• **Directions for this task**
Copy the lines from the one with "Target: wooden door" through the end of the records, changing "Format sample" to "Coordinate format" and leaving everything else unchanged.

• **Excerpted data**
════════════════════

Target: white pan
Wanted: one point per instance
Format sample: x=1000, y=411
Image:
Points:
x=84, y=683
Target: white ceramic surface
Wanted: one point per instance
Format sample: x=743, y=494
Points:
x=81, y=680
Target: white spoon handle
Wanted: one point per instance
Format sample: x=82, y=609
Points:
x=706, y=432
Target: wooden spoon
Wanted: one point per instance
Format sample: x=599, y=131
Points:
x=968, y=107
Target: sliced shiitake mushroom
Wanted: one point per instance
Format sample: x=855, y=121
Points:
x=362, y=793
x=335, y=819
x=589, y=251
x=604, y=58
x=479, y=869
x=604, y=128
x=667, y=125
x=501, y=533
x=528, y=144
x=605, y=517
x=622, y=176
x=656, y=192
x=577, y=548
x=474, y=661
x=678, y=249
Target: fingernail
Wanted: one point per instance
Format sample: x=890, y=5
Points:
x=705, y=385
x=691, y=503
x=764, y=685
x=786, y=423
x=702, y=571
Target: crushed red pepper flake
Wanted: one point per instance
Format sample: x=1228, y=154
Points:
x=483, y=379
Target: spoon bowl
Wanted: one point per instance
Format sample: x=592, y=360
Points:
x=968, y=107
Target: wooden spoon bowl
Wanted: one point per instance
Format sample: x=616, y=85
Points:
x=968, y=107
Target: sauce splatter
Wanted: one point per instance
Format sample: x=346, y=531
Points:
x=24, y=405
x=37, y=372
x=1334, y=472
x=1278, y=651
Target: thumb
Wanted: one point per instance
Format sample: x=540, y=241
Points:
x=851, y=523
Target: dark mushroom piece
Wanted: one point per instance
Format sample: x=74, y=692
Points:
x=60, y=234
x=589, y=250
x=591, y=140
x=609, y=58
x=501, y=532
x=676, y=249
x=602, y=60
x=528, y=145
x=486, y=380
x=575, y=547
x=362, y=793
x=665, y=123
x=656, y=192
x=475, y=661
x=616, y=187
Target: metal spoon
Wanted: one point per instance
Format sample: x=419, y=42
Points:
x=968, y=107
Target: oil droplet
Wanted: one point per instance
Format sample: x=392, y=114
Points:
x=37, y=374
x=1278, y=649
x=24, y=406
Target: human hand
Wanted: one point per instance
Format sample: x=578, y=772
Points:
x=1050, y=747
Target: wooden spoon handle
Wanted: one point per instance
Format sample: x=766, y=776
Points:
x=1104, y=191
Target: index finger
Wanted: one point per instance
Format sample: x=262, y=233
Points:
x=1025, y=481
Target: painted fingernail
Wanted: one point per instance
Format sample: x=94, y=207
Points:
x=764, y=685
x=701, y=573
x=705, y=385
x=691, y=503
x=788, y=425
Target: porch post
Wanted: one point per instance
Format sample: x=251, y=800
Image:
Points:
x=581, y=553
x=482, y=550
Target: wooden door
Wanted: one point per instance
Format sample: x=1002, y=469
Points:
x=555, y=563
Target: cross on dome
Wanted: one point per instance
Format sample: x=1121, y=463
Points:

════════════════════

• **Correct result**
Target: wooden door
Wanted: one point per instance
Coordinate format: x=1002, y=469
Points:
x=555, y=563
Target: cross on dome
Wanted: one point per instance
Coordinate format: x=1121, y=463
Points:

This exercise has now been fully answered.